#### EXERCISE PROMPT
Without including any pictures, write out the listing below exactly.

[Data extracted from a collection]
+++

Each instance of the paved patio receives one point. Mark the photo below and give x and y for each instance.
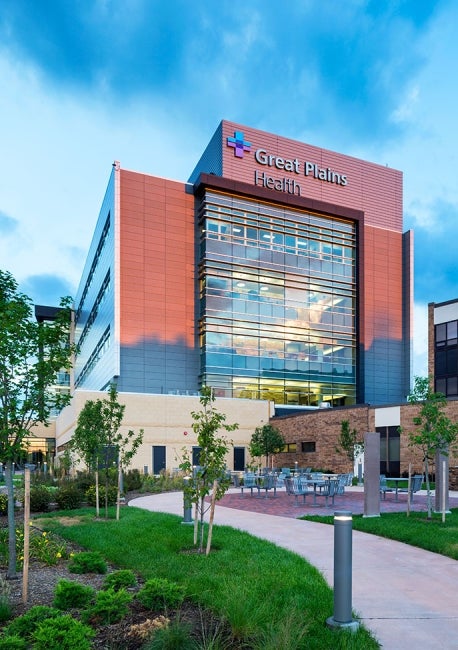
(283, 505)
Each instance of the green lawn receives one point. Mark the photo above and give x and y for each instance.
(416, 529)
(271, 597)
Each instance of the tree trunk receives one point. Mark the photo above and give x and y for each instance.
(202, 514)
(212, 514)
(97, 498)
(428, 488)
(196, 522)
(11, 573)
(118, 495)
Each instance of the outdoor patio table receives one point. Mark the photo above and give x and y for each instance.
(317, 483)
(396, 480)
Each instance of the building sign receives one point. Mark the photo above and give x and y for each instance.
(295, 166)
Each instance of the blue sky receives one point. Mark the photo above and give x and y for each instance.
(146, 82)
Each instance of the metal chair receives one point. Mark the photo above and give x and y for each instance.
(268, 482)
(328, 490)
(296, 488)
(249, 483)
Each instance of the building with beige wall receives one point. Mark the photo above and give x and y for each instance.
(167, 424)
(312, 436)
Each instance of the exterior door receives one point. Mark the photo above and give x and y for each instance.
(390, 450)
(239, 459)
(196, 456)
(158, 458)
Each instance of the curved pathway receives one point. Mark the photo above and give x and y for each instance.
(403, 594)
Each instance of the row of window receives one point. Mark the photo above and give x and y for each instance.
(283, 391)
(95, 261)
(101, 296)
(446, 333)
(249, 211)
(98, 352)
(274, 240)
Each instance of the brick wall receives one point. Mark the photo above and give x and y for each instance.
(323, 427)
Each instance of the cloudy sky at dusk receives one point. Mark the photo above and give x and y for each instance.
(147, 82)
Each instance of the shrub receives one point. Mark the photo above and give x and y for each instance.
(62, 633)
(68, 497)
(112, 495)
(83, 481)
(13, 643)
(40, 498)
(132, 480)
(6, 609)
(45, 547)
(176, 636)
(25, 625)
(160, 593)
(110, 606)
(120, 580)
(69, 594)
(87, 562)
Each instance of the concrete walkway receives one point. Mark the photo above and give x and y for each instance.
(404, 595)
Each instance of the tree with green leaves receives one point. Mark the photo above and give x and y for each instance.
(31, 354)
(434, 431)
(101, 444)
(349, 443)
(266, 441)
(210, 475)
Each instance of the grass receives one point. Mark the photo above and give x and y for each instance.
(416, 530)
(271, 598)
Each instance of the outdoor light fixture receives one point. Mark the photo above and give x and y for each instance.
(187, 505)
(342, 618)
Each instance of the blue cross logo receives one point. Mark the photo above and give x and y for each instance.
(238, 144)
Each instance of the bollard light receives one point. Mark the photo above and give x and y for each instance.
(343, 522)
(187, 505)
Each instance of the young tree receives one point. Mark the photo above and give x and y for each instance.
(87, 441)
(349, 443)
(265, 441)
(434, 432)
(100, 442)
(31, 355)
(211, 473)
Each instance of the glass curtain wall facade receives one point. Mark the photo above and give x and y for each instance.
(277, 302)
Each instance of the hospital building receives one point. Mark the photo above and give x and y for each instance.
(279, 274)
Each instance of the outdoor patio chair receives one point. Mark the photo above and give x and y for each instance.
(268, 482)
(295, 488)
(342, 483)
(328, 490)
(249, 483)
(384, 487)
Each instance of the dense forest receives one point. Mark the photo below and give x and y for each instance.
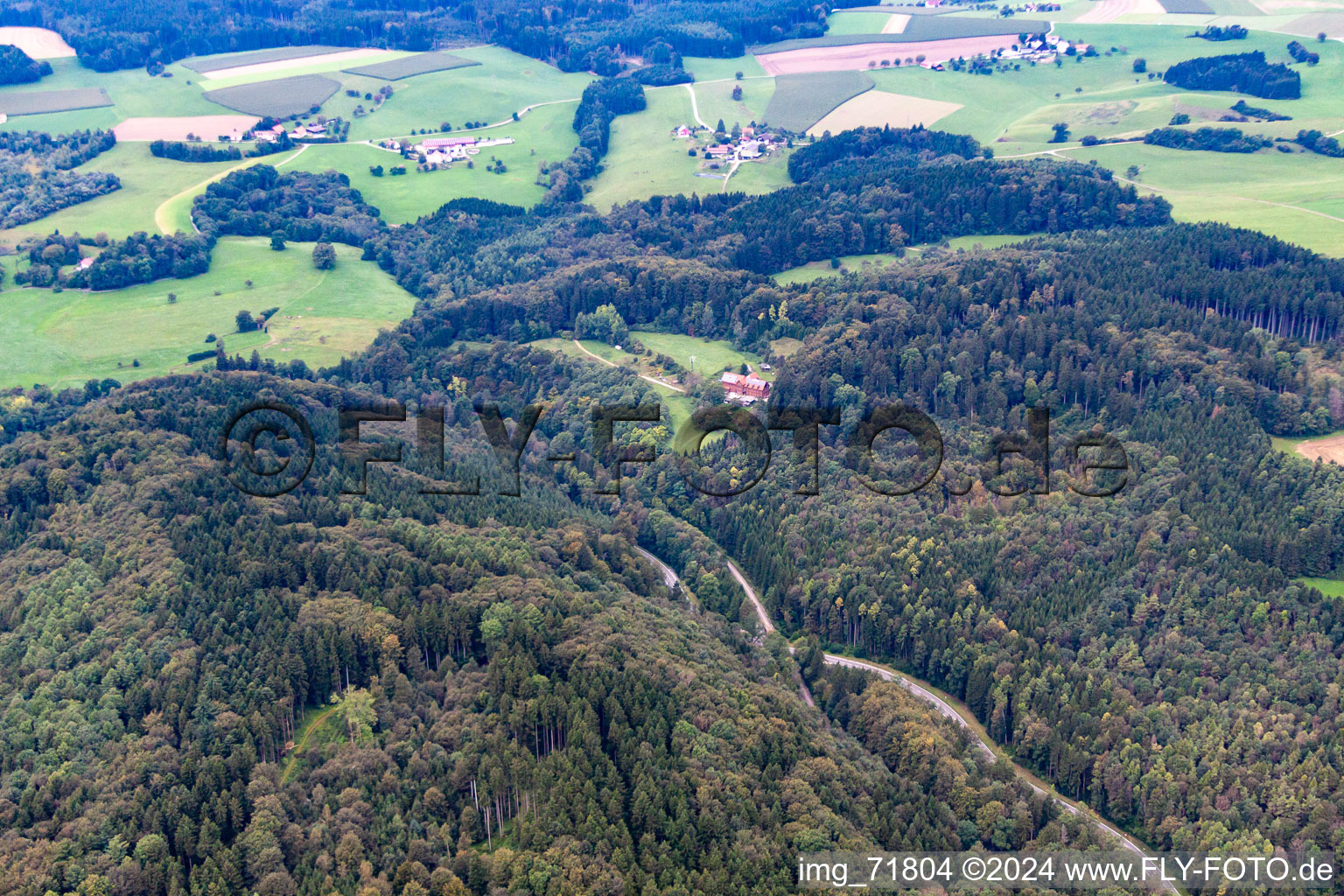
(1208, 138)
(371, 688)
(579, 37)
(37, 178)
(1243, 73)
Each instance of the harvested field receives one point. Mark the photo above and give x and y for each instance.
(1196, 7)
(802, 100)
(1328, 449)
(276, 98)
(421, 63)
(1309, 25)
(34, 102)
(1103, 11)
(920, 29)
(205, 127)
(284, 65)
(877, 108)
(859, 55)
(39, 43)
(255, 57)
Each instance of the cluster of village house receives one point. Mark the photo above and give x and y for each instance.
(443, 150)
(745, 388)
(1043, 47)
(745, 148)
(315, 130)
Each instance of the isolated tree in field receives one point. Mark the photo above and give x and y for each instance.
(324, 256)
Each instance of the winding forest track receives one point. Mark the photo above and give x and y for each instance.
(303, 742)
(949, 708)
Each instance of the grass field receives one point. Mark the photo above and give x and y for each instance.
(1329, 587)
(762, 176)
(543, 133)
(35, 102)
(918, 29)
(802, 100)
(145, 183)
(815, 270)
(642, 158)
(844, 22)
(877, 261)
(707, 69)
(1298, 198)
(491, 92)
(715, 101)
(879, 109)
(712, 356)
(63, 339)
(222, 60)
(1007, 109)
(421, 63)
(132, 92)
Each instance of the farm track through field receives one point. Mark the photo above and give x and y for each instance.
(952, 710)
(162, 213)
(695, 109)
(651, 379)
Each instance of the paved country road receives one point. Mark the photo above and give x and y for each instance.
(942, 705)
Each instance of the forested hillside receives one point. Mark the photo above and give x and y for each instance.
(515, 697)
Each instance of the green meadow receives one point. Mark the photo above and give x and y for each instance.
(63, 339)
(644, 160)
(715, 101)
(132, 92)
(145, 185)
(711, 356)
(503, 83)
(847, 22)
(1329, 587)
(877, 261)
(544, 133)
(1298, 198)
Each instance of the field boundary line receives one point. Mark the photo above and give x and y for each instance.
(160, 220)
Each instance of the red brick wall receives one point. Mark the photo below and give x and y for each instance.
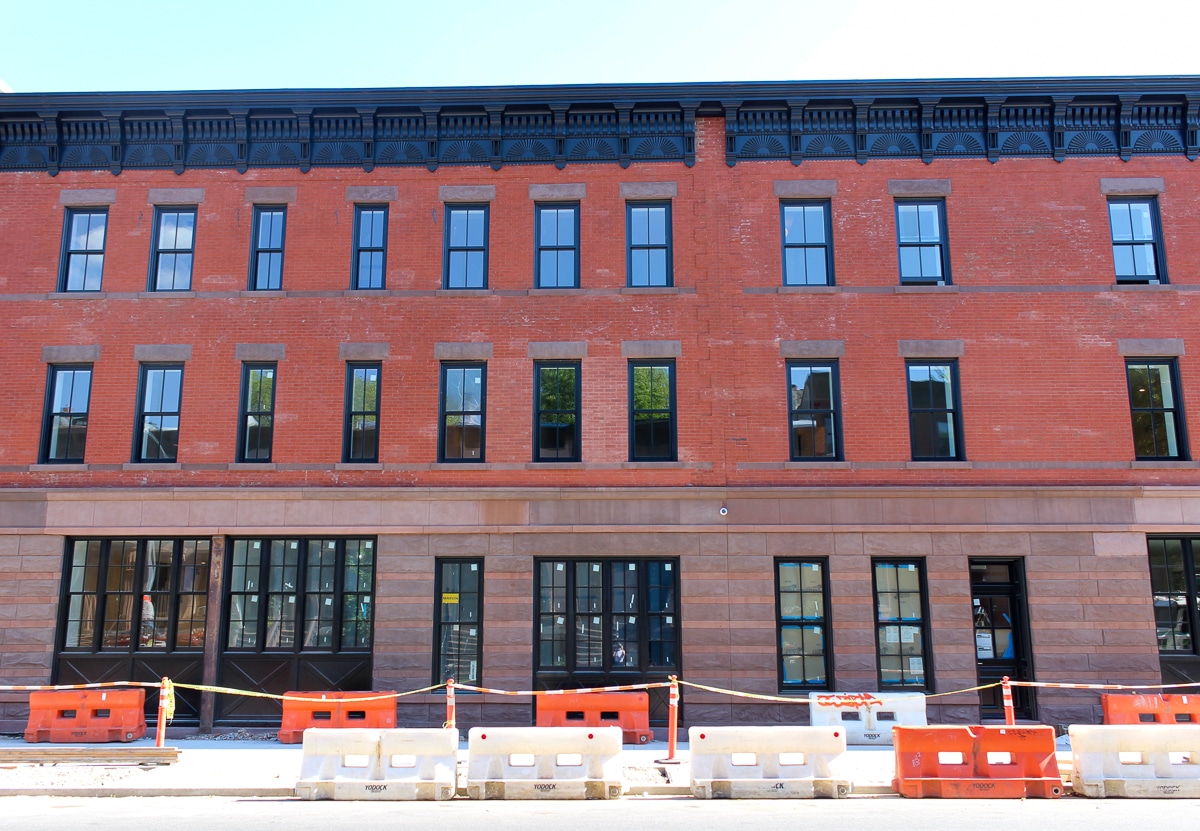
(1042, 382)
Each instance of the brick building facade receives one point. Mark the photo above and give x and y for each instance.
(780, 388)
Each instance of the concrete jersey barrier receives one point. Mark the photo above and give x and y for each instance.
(365, 764)
(766, 761)
(544, 763)
(867, 718)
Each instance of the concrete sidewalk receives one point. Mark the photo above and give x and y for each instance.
(264, 767)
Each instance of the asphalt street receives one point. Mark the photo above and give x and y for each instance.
(53, 813)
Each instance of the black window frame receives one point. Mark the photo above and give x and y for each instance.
(67, 252)
(359, 249)
(649, 620)
(672, 410)
(444, 413)
(1175, 413)
(833, 413)
(352, 413)
(954, 411)
(667, 245)
(784, 622)
(157, 251)
(942, 244)
(257, 250)
(100, 586)
(826, 246)
(246, 412)
(540, 247)
(263, 589)
(51, 416)
(444, 627)
(923, 626)
(449, 250)
(139, 430)
(539, 412)
(1169, 601)
(1156, 240)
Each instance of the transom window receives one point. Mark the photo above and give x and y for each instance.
(649, 243)
(267, 252)
(607, 615)
(258, 412)
(370, 246)
(463, 393)
(921, 227)
(803, 628)
(1137, 240)
(160, 401)
(900, 628)
(466, 257)
(65, 430)
(814, 411)
(1173, 581)
(558, 246)
(459, 626)
(652, 411)
(557, 396)
(83, 250)
(174, 241)
(934, 418)
(300, 595)
(136, 595)
(361, 431)
(808, 244)
(1157, 412)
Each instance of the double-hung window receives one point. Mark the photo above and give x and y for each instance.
(649, 244)
(267, 249)
(370, 246)
(65, 429)
(83, 250)
(1137, 240)
(466, 246)
(803, 623)
(1158, 430)
(459, 626)
(814, 411)
(808, 244)
(300, 595)
(159, 408)
(257, 412)
(934, 413)
(463, 402)
(924, 255)
(652, 411)
(901, 628)
(360, 438)
(174, 241)
(558, 246)
(557, 410)
(135, 595)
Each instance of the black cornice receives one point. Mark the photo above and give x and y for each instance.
(599, 123)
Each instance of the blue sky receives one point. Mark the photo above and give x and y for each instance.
(76, 46)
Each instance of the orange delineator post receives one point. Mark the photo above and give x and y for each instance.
(629, 711)
(976, 761)
(85, 716)
(335, 710)
(1151, 709)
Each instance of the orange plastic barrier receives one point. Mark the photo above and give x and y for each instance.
(85, 716)
(1150, 709)
(975, 761)
(335, 710)
(629, 711)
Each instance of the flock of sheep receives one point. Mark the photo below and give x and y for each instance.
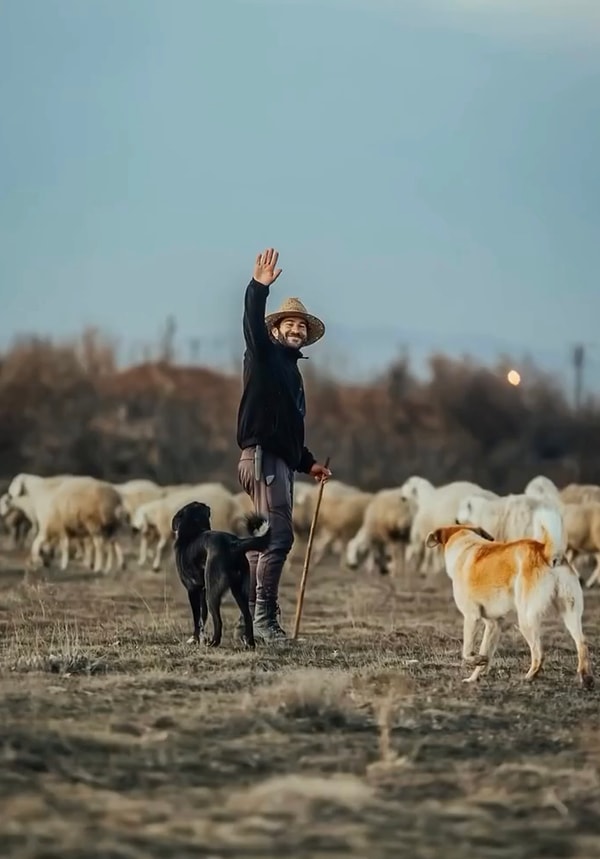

+++

#### RESPONSE TO THIS EXERCISE
Each instance of the paved patio receives one point. Mark the photo below and give x and y for each instance.
(283, 505)
Each instance of the green lawn receives one point. Mark the photo above and give x and y for each instance.
(416, 529)
(271, 597)
Each instance of the tree trunk receives one point. Mark the photo above and give x and y for each instance.
(202, 514)
(212, 514)
(97, 498)
(428, 488)
(196, 522)
(11, 573)
(118, 495)
Each instance of the outdoor patio table receives one point. Mark the photo above and give x and y for each instance.
(317, 483)
(396, 480)
Each instance of the building sign receives one point. Mark the photo above and give x and y for each instance.
(295, 166)
Each instance of the blue sky receives one point. Mark the photo above and give x and y for each instance.
(146, 82)
Each instance of the metal chair receives one point. Mark the photo above and give x and y for each instance.
(268, 482)
(328, 490)
(296, 488)
(249, 483)
Each instance of the building with beige wall receives one point. Mark the photo above and give x and y for each instance.
(167, 424)
(312, 436)
Each instance of the exterior door receives one point. Mark the photo above and give x and y for each instance.
(390, 450)
(239, 459)
(196, 456)
(158, 458)
Each instance of the curved pathway receives one point. Mark the photo above and give x and y for each instance.
(403, 594)
Each instance of the row of window receives one point. Mark the photo above and give x and y for each instance.
(283, 391)
(95, 261)
(101, 296)
(446, 333)
(249, 211)
(98, 352)
(274, 240)
Each instance of the brick wall receives one point. Mark the photo above and give x and y for each instance.
(323, 427)
Each instance of the cloudy sky at dusk receives one point. Mark the photo above and give x and y for each instance.
(147, 82)
Each instance of the shrub receives one point. Mark the photo above and give x and y for each instance.
(62, 633)
(68, 497)
(112, 495)
(83, 481)
(13, 643)
(40, 498)
(132, 480)
(6, 609)
(45, 547)
(176, 636)
(25, 625)
(160, 593)
(110, 606)
(120, 580)
(69, 594)
(87, 562)
Each instance of the concrete walkway receives one point. Mark the photo above and give x and y for each instance.
(404, 595)
Each instance of the tree with green leaves receives one point. Mark the photo above and give x and y for each instance.
(31, 354)
(434, 431)
(101, 444)
(349, 443)
(266, 441)
(210, 475)
Each instance of the grass receives one point. Mark the photo above and give x and y for each instance.
(416, 530)
(271, 598)
Each instance of the outdoor light fixture receives one point. Mark the photo above and give x and y for each instance.
(187, 505)
(342, 618)
Each instance of the blue cross logo receives one point. Mark the photo above and give x and y for each instance.
(238, 144)
Each instance of the bollard light receives one point. Mark the photo above and give x and y for each instance.
(343, 522)
(187, 505)
Each instance of the young tree receives one point. Mark the photo above and give x and y for each instance.
(87, 441)
(349, 443)
(265, 441)
(434, 432)
(100, 442)
(31, 355)
(211, 473)
Each instance of the glass curtain wall facade receives one point. Mark the photo above and give x and y for each instance.
(277, 302)
Each instance of the hospital building receives one point. Mark the photo above and give x and y for each instance.
(279, 274)
Each instance of the outdoor patio chair receives one point. Mark the photo above and give x and y for each instance.
(268, 482)
(295, 488)
(342, 483)
(328, 490)
(249, 483)
(384, 487)
Each instance of the dense forest receives one point. Mark the photo below and give x and y for each instance.
(1208, 138)
(371, 688)
(579, 37)
(37, 178)
(1243, 73)
Each instance of the harvested field receives one point. Mark the photo above and give x and y for each instance.
(1196, 7)
(802, 100)
(1328, 449)
(276, 98)
(421, 63)
(1309, 25)
(34, 102)
(1103, 11)
(920, 29)
(205, 127)
(284, 65)
(877, 108)
(859, 55)
(39, 43)
(255, 57)
Each instance of the cluster of village house receives one point. Mark the photo above and give x and y for each instance.
(443, 150)
(745, 388)
(1043, 47)
(745, 148)
(315, 130)
Each instance of the isolated tree in field receives one point. Mark the photo above and give x and y for each instance.
(324, 256)
Each instance of the winding forest track receives one point. Mark the photo above and give x and y for each instance.
(303, 742)
(949, 708)
Each instance of the grass field receives one point. Mark the photo above and give x and y for each instance.
(1329, 587)
(762, 176)
(543, 133)
(35, 102)
(918, 29)
(802, 100)
(145, 183)
(815, 270)
(642, 158)
(844, 22)
(877, 261)
(707, 69)
(1298, 198)
(491, 92)
(715, 101)
(879, 109)
(712, 356)
(63, 339)
(222, 60)
(1007, 109)
(421, 63)
(132, 92)
Each instance of the farm track through field receives one point. Mark the photo above and give x and y for each instance.
(952, 710)
(162, 213)
(695, 109)
(651, 379)
Each instance of the paved country road receives one point. Mark the photo above and give x and y for each instance.
(942, 705)
Each instance of the forested hillside receives one point. Mark the photo above and give x and y for each instance.
(515, 697)
Each instance of the green meadow receives one point. Mark the photo above and give x and y for each instance.
(63, 339)
(644, 160)
(715, 101)
(132, 92)
(145, 185)
(711, 356)
(503, 83)
(847, 22)
(1329, 587)
(877, 261)
(544, 133)
(1298, 198)
Each instance of the field boundary line receives one point. Mark the photo above and give x and y for each instance.
(160, 220)
Each instance of the red brick wall receives one point. Mark the photo below and give x and y for each instance.
(1042, 382)
Each instance of the brick building facade receives one point. Mark the photo above and give x and y for each instance.
(780, 388)
Each instance of the concrete jersey barrier receives one point. Mark the photo above and give x and y for each instance.
(365, 764)
(766, 761)
(544, 763)
(867, 718)
Each instance of the concrete sidewalk receives one point. Mark the photo above and give x and y for each instance.
(264, 767)
Each instance of the asphalt street receives one point. Mark the photo above and give x and y for each instance.
(53, 813)
Each instance of the black window frame receives one point. Mark the photo above and give x and y for each instance.
(67, 252)
(359, 249)
(649, 620)
(672, 410)
(444, 413)
(1175, 413)
(833, 413)
(352, 413)
(954, 411)
(667, 245)
(784, 622)
(157, 251)
(942, 244)
(257, 250)
(100, 586)
(826, 246)
(246, 412)
(540, 247)
(263, 589)
(51, 416)
(444, 627)
(923, 626)
(449, 250)
(139, 430)
(539, 412)
(1169, 601)
(1156, 240)
Each instance of the transom window receives one point. Mark the photo above and give x and y for each instance.
(649, 243)
(267, 252)
(607, 615)
(258, 412)
(370, 246)
(463, 393)
(921, 227)
(803, 628)
(1137, 240)
(160, 401)
(900, 628)
(466, 257)
(65, 430)
(814, 411)
(1173, 581)
(558, 246)
(459, 626)
(652, 411)
(557, 396)
(83, 250)
(174, 241)
(934, 418)
(300, 595)
(136, 595)
(361, 431)
(808, 244)
(1157, 412)
Each instance of the double-hung window receives one point. Mark the photo above and give x and y for each instance.
(649, 244)
(267, 249)
(370, 246)
(65, 429)
(83, 250)
(1137, 240)
(466, 246)
(803, 623)
(1158, 430)
(459, 626)
(814, 411)
(808, 244)
(300, 595)
(159, 408)
(257, 412)
(934, 413)
(463, 402)
(924, 255)
(652, 411)
(901, 628)
(360, 438)
(174, 241)
(558, 246)
(557, 410)
(135, 595)
Each instance of the black cornice receives one point. Mark the photo above and give x and y for each instance.
(599, 123)
Each instance of the blue sky receives one point. Mark the photo above and give x and y for each instance.
(76, 46)
Each instance of the orange delineator post receives one point. Mark the photo above and give x and y for each instance.
(629, 711)
(976, 761)
(85, 716)
(335, 710)
(1151, 709)
Each instance of the orange plastic barrier receives one point. Mark the photo above and give x and y for each instance.
(85, 716)
(1150, 709)
(975, 761)
(335, 710)
(629, 711)
Each instance of the flock of sheep receives one point. Mark the photo below and give x and y for each instance.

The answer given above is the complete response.